▸ **처리할 기록**
_ _ _ _ _
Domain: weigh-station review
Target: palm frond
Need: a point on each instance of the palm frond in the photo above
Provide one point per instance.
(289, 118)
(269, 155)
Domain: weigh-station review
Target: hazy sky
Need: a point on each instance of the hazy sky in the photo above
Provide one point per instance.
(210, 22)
_ _ _ _ _
▸ **수행할 과제**
위 기록 전체를 줄마다 하나의 문자열로 JSON 목록에 담으시오. 빈 줄은 넣지 마시오.

▸ **문제 풀이**
[
  "Domain: weigh-station review",
  "Target: palm frond",
  "Need: a point on each instance of the palm frond in the photo above",
  "Provide one point per instance.",
  "(289, 118)",
  "(269, 155)",
  "Domain: weigh-station review",
  "Target: hazy sky",
  "Need: a point on each instance of the hazy sky in the photo above",
  "Provide one point per instance.",
  "(210, 22)"
]